[Collected data entries]
************

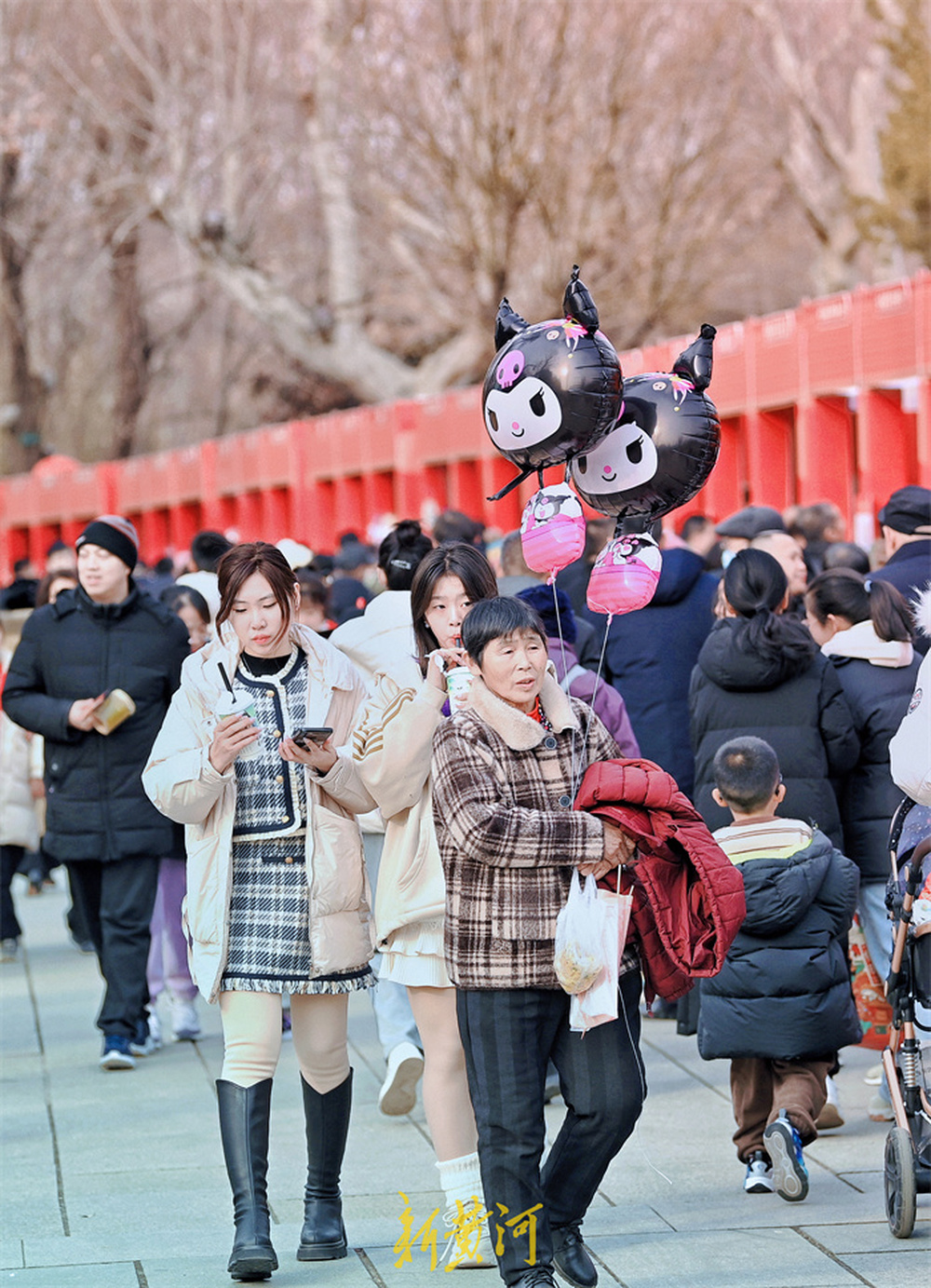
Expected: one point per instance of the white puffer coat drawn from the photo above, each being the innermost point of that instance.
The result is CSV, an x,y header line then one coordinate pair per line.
x,y
183,784
20,759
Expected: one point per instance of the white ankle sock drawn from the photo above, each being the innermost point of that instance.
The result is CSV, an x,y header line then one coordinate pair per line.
x,y
461,1179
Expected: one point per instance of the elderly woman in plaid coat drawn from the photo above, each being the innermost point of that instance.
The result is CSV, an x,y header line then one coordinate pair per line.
x,y
505,776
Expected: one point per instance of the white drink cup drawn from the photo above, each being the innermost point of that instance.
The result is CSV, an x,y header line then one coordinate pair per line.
x,y
457,683
239,705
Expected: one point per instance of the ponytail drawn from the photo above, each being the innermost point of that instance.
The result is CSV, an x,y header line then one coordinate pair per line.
x,y
846,594
400,551
755,586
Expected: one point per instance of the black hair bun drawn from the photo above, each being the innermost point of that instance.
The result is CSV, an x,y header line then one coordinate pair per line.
x,y
407,532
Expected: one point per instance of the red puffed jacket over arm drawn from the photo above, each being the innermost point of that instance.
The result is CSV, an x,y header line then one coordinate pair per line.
x,y
688,895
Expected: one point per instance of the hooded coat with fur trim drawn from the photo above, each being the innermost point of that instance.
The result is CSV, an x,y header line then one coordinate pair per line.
x,y
877,678
803,715
911,747
503,791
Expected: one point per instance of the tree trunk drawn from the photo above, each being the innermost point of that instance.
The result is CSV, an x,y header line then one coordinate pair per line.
x,y
23,404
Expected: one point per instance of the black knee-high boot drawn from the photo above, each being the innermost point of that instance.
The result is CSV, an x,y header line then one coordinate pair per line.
x,y
323,1235
244,1130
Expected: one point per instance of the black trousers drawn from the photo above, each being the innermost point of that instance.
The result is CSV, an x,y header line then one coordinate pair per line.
x,y
509,1036
10,858
116,902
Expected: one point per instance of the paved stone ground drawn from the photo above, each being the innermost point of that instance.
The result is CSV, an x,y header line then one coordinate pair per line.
x,y
115,1180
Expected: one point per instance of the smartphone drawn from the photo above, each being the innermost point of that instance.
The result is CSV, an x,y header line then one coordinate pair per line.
x,y
306,735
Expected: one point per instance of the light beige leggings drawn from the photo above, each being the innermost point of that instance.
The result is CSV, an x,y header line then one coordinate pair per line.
x,y
251,1036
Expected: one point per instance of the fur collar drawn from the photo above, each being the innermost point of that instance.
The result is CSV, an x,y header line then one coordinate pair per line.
x,y
923,611
521,732
862,642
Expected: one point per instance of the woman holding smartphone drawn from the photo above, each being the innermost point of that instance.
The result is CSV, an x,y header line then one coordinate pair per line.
x,y
277,894
392,746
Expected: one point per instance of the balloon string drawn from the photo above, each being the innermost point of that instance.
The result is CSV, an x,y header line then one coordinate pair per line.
x,y
574,774
591,701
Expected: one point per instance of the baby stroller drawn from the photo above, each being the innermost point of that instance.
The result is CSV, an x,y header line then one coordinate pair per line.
x,y
907,1170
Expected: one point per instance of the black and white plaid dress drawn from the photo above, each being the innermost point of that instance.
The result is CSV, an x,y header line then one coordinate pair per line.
x,y
269,942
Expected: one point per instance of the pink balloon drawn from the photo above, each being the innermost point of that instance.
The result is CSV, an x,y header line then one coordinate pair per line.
x,y
553,530
625,575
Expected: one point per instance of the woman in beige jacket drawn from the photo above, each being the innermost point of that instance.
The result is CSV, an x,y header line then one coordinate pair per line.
x,y
392,746
277,893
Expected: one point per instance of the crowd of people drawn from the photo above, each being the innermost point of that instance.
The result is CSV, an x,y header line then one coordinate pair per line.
x,y
276,777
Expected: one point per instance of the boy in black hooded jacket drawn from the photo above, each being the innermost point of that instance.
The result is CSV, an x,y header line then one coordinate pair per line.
x,y
782,1005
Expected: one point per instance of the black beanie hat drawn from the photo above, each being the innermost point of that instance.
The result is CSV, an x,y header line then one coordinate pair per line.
x,y
114,534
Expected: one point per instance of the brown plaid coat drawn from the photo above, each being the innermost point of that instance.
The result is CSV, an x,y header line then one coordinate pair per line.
x,y
503,791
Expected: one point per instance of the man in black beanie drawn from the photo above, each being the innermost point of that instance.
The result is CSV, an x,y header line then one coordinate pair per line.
x,y
104,635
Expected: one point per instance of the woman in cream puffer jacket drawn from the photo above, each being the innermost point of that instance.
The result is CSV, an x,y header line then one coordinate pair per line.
x,y
183,784
277,891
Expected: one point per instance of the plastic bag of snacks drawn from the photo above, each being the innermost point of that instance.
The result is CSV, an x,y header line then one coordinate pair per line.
x,y
870,992
580,930
598,1004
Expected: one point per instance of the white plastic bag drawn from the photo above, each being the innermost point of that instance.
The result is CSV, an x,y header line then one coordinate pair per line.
x,y
598,1004
580,929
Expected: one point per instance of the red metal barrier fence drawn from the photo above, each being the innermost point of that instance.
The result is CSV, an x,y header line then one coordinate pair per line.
x,y
826,402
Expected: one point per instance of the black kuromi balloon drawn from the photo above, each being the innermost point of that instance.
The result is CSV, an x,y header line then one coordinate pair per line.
x,y
554,387
664,444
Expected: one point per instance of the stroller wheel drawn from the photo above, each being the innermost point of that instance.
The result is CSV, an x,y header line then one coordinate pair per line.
x,y
900,1183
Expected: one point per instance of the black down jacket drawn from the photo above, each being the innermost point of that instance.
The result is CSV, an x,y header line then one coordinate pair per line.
x,y
805,719
878,697
783,992
74,648
651,655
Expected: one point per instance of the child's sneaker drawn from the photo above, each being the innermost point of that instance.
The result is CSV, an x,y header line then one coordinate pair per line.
x,y
759,1179
785,1146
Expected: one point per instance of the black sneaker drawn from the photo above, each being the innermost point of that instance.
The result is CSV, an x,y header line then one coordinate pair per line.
x,y
785,1146
571,1257
116,1052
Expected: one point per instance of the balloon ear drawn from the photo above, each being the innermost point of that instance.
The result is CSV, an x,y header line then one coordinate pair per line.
x,y
506,325
695,362
578,305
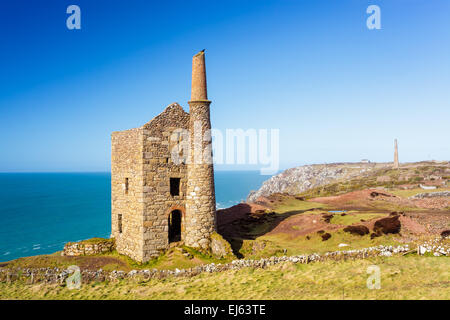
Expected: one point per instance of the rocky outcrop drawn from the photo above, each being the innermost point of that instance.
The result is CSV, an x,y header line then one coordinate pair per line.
x,y
88,247
297,180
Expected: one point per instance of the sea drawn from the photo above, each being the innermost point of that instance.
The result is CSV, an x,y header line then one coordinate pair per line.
x,y
40,212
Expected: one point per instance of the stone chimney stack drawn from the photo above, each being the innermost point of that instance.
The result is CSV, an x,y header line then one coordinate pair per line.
x,y
198,91
200,193
396,164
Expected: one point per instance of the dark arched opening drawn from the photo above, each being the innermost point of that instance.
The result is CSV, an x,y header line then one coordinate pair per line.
x,y
175,226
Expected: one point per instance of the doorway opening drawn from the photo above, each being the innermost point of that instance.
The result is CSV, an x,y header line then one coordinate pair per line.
x,y
175,226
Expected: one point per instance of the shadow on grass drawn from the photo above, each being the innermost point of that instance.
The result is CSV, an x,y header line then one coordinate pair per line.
x,y
237,224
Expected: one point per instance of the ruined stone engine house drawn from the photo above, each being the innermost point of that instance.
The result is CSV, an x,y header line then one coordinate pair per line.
x,y
156,200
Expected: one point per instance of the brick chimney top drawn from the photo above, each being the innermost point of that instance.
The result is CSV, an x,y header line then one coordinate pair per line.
x,y
198,91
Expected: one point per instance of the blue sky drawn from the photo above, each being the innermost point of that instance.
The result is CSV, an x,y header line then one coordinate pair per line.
x,y
336,90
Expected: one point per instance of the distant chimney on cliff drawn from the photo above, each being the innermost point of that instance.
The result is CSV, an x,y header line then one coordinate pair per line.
x,y
396,164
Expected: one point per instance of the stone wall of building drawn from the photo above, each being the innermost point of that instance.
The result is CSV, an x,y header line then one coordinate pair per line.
x,y
127,197
161,138
200,198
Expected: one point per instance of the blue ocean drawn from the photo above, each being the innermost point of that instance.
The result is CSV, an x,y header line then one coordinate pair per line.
x,y
40,212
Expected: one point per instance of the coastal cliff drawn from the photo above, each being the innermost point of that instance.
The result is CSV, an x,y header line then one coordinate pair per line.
x,y
300,179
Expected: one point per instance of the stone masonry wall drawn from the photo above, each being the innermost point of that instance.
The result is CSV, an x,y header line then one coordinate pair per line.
x,y
160,139
127,163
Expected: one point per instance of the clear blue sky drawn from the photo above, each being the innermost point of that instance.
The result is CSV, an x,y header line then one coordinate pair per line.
x,y
336,90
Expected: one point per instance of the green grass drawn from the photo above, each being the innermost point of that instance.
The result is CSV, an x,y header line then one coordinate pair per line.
x,y
277,244
355,218
171,259
401,278
290,205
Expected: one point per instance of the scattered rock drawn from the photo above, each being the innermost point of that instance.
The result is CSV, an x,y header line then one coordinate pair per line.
x,y
357,230
326,236
445,233
374,235
387,225
327,217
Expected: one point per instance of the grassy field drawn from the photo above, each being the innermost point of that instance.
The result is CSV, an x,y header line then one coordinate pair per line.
x,y
408,277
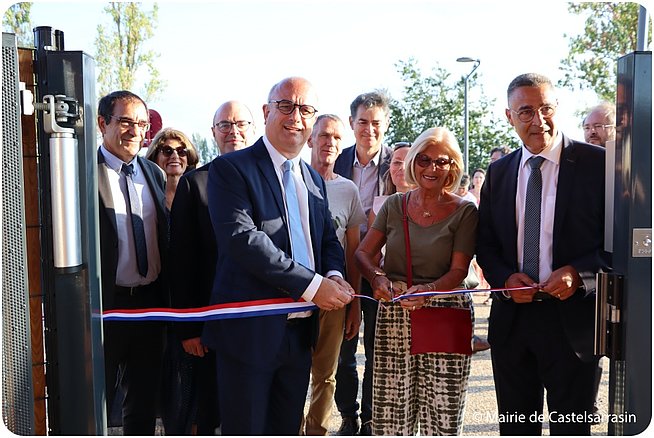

************

## Task details
From the entries above, pull out each line that includes "woman".

## Problem solution
Expected: one point per instance of the elderly woman in plaid coat drawn from the photo above, each being the innermost point of that instance.
Expected: one point per instance of the woman holding smartphone drawn from the photo above, each being the innermost point of that instance.
Expected: one point per instance of the woman in beige jacket drawn from the photo above, each being the innermost point of that instance.
Expected: one point per instance of the woman in cream puffer jacket drawn from the photo above, each being the innermost point of that instance.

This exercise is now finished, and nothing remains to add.